How to complete this task: Once the line containing "the stadium roof" is found in the entries below, reproduce it and every line after it, stopping at and including the line containing "of the shadow"; reproduce nothing else, and keep each line exact.

Excerpts from a dataset
▼

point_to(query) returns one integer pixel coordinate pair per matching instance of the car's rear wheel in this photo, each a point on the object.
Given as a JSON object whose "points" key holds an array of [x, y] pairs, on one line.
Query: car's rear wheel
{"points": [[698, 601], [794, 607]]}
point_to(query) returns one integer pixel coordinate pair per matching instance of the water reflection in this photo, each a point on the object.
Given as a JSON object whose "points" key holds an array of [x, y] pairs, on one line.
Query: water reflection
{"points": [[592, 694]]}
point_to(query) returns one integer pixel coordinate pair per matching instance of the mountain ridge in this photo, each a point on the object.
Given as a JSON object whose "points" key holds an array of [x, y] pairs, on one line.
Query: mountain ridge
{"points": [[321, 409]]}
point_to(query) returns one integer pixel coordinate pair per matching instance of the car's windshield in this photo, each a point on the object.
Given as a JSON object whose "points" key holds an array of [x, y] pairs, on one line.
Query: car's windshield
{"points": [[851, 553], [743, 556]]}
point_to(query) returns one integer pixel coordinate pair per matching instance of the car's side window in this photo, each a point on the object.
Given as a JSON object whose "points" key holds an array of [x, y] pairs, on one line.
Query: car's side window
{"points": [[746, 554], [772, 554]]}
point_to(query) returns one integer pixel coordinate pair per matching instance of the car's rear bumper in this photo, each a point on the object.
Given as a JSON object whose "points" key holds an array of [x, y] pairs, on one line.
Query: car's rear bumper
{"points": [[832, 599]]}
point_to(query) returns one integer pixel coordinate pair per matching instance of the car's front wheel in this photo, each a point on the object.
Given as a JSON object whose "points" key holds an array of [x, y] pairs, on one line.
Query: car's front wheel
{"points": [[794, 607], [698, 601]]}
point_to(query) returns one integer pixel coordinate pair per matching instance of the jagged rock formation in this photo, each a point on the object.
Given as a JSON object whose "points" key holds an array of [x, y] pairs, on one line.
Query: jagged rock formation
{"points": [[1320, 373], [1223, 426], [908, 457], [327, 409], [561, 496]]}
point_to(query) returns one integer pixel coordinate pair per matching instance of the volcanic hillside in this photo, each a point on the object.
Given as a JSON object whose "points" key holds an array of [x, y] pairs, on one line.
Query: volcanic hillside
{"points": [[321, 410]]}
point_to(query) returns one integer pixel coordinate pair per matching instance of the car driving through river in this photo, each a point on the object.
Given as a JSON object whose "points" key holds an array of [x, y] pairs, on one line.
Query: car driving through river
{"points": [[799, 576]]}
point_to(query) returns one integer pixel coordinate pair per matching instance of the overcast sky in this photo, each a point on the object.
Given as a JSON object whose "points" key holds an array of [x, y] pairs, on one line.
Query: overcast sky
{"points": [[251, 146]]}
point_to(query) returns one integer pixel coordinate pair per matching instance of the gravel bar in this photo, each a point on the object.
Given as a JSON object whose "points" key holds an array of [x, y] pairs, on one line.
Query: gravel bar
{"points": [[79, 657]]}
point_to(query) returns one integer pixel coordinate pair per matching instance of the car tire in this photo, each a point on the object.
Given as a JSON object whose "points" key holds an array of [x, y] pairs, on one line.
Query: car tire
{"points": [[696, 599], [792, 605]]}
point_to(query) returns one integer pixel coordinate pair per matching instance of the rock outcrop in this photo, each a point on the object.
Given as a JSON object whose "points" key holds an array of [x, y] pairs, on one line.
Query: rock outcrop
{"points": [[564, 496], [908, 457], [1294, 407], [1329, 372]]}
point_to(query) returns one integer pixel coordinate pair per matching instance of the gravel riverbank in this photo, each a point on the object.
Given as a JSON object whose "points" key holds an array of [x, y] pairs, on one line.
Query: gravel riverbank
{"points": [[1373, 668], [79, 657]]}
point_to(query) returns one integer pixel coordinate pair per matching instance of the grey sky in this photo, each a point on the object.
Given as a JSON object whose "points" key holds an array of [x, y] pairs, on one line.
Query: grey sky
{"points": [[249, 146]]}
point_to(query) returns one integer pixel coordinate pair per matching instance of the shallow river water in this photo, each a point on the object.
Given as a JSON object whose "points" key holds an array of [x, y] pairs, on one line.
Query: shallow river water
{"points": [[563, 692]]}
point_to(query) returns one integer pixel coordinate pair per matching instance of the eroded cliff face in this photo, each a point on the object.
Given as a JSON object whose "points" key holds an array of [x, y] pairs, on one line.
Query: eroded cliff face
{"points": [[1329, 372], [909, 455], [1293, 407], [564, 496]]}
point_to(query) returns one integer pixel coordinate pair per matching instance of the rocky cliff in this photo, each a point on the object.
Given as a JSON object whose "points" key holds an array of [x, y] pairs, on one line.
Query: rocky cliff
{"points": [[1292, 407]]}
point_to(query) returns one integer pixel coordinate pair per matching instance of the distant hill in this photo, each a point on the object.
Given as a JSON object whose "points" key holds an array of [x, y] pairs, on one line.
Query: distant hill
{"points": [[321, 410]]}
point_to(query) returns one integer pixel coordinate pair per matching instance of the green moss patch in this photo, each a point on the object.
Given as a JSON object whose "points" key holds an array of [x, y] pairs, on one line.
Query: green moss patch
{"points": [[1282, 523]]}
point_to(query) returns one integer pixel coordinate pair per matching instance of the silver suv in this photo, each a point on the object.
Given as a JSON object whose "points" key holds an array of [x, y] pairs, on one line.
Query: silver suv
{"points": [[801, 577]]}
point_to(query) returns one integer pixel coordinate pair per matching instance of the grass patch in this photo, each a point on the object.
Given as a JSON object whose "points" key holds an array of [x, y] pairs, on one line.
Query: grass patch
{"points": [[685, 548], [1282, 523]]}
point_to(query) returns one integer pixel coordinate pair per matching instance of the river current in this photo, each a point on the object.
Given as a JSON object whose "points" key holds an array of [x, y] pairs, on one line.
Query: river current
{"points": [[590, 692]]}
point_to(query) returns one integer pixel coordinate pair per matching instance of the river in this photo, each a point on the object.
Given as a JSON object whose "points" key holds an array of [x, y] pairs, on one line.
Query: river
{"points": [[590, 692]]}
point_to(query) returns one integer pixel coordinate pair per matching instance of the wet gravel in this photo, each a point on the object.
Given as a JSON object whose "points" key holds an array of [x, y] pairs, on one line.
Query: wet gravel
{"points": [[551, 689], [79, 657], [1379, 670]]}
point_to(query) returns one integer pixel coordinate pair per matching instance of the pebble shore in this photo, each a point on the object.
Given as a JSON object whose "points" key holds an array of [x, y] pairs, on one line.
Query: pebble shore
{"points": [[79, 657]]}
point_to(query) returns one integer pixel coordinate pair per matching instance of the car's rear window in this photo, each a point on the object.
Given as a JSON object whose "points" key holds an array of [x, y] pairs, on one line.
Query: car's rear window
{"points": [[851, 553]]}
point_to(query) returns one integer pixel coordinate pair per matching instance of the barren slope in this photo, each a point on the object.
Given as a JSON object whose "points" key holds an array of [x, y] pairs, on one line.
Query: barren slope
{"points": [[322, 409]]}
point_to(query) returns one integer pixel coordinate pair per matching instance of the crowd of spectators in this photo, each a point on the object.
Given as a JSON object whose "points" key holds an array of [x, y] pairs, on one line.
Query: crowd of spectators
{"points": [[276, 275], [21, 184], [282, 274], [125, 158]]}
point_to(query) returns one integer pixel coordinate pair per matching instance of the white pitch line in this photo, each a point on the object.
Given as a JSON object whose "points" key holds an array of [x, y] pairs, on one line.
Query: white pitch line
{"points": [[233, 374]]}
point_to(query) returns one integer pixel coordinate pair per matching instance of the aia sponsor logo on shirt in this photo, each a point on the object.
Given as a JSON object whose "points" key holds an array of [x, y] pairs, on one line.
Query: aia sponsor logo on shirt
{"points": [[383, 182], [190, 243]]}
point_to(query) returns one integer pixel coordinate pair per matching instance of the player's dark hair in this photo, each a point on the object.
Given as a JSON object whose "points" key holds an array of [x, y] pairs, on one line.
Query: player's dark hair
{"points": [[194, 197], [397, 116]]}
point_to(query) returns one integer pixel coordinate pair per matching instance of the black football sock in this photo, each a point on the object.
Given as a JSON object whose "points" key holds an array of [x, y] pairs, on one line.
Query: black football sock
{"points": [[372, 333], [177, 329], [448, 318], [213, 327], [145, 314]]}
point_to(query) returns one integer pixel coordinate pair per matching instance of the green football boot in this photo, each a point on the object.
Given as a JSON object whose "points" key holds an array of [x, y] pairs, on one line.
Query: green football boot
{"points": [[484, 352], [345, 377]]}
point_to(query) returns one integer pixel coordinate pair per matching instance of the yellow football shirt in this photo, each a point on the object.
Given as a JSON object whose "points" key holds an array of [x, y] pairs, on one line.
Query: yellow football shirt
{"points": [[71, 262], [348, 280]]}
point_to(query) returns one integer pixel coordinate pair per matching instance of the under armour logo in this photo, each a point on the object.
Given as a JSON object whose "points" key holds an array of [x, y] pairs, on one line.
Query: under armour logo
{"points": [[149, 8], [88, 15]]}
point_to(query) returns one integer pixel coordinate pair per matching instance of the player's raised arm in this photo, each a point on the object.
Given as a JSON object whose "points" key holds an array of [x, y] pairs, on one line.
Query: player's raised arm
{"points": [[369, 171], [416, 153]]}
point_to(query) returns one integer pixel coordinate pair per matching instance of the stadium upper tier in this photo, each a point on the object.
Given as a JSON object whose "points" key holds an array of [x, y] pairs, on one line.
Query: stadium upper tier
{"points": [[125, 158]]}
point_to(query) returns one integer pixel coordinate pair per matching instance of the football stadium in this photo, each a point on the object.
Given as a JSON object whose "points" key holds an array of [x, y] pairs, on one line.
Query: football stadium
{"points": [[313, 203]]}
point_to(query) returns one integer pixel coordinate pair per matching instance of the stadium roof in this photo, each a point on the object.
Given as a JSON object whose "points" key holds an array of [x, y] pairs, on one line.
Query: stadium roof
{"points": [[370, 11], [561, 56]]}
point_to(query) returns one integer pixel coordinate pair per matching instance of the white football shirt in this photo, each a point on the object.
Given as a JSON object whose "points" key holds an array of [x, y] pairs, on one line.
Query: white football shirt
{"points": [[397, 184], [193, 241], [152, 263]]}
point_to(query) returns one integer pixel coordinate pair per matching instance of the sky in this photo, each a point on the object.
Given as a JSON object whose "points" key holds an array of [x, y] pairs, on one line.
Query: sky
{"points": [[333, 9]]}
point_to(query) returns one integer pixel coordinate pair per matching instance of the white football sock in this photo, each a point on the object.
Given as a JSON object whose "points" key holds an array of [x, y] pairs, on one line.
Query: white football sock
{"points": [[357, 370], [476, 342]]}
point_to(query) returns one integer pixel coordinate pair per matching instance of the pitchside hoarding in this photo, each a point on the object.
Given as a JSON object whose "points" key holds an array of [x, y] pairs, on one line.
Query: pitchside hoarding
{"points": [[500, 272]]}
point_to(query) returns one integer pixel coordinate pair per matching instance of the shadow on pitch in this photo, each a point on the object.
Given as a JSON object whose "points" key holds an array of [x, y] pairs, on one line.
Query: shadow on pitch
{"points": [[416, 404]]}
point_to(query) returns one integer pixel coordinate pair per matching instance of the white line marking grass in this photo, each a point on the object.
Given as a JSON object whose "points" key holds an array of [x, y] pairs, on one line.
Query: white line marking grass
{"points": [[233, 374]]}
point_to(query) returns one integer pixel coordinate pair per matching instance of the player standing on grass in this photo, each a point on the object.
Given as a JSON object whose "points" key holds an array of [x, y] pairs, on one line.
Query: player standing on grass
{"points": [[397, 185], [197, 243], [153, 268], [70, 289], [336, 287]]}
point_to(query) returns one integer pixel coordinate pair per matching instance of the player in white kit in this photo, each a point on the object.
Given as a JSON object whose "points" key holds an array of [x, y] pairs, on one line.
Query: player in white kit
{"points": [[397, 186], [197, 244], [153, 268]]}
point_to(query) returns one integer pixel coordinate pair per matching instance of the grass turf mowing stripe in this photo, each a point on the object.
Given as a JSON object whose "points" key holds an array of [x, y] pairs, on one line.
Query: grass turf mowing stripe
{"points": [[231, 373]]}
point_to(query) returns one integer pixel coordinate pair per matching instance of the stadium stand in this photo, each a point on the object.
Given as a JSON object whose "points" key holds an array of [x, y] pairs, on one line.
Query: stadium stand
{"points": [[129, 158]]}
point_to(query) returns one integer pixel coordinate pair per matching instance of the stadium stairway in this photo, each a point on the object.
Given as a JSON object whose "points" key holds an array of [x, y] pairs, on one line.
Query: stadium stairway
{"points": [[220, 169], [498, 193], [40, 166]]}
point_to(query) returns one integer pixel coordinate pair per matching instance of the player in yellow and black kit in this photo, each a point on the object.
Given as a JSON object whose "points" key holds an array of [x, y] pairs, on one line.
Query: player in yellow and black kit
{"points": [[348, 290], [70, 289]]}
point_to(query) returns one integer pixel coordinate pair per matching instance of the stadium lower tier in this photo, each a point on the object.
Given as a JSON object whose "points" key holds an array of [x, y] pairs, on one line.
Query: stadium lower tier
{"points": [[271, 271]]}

▲

Your response:
point_to(query) returns one integer pixel coordinate pair per matching instance of the stadium roof in this photo, each a point on the object.
Given as a JSON object whose "points" key holds an array of [x, y] pairs, on one line.
Query: stadium roof
{"points": [[370, 11], [561, 56]]}
point_to(query) returns one integer pixel coordinate pair per matching instance of the white football shirt in this photo, each a point on the object.
Given as a JSON object whose "points" key holds an array of [x, y] pairs, on one line.
Query: white football shirt
{"points": [[397, 184], [193, 241], [152, 263]]}
point_to(query) returns one integer pixel coordinate pair per matching instance of the sky in this photo, each a point on the object.
Given as a JSON object whose "points" key holds an array of [x, y] pairs, on one line.
Query: sky
{"points": [[333, 9]]}
point_to(query) returns one integer pixel coordinate pair per matching instance of the white football sock in this photo, each a point on the object.
Given as a JSON object whose "points" key holds an array of [x, y] pairs, on one line.
Query: white football sock
{"points": [[357, 370], [476, 342]]}
point_to(query) returns one integer pixel coordinate pair per matching instance of the pitchside hoarding in this photo, each a point on the object.
Given as a JSON object whose "points" key holds an array of [x, y] pairs, on one line.
Query: pitchside hoarding
{"points": [[500, 272]]}
point_to(query) returns one integer pixel coordinate pair per matching instance of the shadow on pitch in this photo, each a point on the object.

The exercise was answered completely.